(WHAT THIS TASK INVOLVES): Reproduce each of the records below word for word, line by line.

::::

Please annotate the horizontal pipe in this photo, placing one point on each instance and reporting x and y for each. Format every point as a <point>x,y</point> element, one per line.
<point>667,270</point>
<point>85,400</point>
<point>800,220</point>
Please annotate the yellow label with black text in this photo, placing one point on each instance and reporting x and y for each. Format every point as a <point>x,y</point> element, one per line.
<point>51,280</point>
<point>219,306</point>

::::

(RESPONSE):
Please annotate the horizontal pipe in this photo, placing one point on each instance and reporting x and y for each. Format every point as a <point>x,y</point> element, one per line.
<point>667,270</point>
<point>85,400</point>
<point>800,220</point>
Please annotate the yellow label with black text in this photo, placing one point on each instance and reporting x and y for each. Format every point as a <point>x,y</point> element, one per line.
<point>51,280</point>
<point>219,306</point>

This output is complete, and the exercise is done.